Dataset records:

start

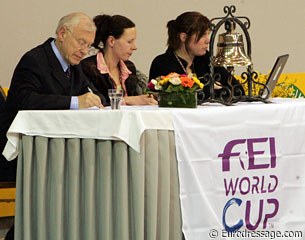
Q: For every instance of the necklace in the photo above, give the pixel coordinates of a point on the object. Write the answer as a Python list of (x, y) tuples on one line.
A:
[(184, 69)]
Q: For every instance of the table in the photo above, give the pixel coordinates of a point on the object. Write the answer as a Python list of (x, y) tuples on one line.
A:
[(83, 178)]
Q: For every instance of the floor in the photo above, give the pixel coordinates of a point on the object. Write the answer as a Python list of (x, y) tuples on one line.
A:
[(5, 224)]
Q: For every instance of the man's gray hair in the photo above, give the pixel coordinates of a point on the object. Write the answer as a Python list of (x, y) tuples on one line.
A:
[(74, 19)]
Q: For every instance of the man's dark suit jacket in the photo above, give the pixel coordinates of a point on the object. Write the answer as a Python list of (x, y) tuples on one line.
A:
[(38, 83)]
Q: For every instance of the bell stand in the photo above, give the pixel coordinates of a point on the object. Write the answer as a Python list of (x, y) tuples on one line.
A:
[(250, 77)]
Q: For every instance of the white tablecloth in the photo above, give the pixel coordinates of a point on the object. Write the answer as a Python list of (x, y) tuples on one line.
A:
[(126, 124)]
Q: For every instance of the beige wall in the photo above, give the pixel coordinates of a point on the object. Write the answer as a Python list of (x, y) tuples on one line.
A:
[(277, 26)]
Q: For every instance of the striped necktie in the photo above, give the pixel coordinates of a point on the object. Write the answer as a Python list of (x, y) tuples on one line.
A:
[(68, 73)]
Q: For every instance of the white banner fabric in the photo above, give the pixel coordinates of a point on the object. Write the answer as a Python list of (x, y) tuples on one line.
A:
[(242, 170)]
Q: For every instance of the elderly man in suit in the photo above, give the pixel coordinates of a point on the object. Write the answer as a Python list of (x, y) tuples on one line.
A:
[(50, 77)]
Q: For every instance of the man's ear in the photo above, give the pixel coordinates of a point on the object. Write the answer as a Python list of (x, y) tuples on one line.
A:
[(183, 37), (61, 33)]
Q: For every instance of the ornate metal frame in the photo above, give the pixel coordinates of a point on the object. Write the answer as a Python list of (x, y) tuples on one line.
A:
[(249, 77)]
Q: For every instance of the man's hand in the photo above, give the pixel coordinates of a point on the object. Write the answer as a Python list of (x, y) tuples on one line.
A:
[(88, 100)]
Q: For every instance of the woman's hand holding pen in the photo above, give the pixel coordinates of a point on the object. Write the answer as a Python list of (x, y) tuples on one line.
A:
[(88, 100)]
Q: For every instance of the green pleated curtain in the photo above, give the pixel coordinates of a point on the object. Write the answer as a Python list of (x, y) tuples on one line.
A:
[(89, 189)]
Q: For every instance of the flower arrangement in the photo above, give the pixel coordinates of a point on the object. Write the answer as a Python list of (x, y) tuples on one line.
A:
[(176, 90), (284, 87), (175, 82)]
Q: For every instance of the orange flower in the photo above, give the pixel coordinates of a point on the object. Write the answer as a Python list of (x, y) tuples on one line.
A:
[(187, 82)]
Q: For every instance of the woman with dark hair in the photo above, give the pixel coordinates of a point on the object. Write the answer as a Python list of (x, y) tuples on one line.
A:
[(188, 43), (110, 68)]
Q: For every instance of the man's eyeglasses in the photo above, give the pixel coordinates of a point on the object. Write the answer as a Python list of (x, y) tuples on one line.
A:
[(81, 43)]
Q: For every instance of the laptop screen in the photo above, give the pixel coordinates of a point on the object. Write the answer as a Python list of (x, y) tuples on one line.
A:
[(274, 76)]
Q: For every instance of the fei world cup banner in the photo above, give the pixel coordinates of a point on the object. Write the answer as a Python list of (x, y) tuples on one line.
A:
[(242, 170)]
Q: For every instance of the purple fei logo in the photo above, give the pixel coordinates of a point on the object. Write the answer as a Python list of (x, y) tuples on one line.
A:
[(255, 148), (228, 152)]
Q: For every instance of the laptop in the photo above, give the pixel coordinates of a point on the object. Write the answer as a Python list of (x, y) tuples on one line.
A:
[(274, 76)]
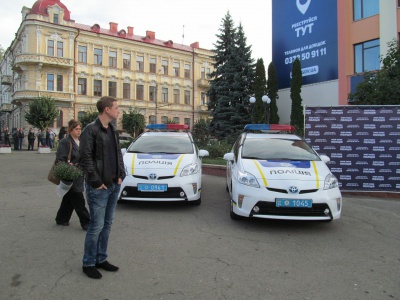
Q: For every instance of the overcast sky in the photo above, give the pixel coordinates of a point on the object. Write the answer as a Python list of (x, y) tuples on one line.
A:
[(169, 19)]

end

What is being asked:
Reproduce the material above verbatim, from the line with "Q: For every instance of the man's ear" up to and including the line with "[(183, 37), (61, 33)]".

Exercise output:
Q: For every instance of the man's ear in the photo above, give the pixel coordinates of a point on the object. Write the answer as a Python list of (x, y) tuples on one line.
A:
[(183, 37), (61, 33)]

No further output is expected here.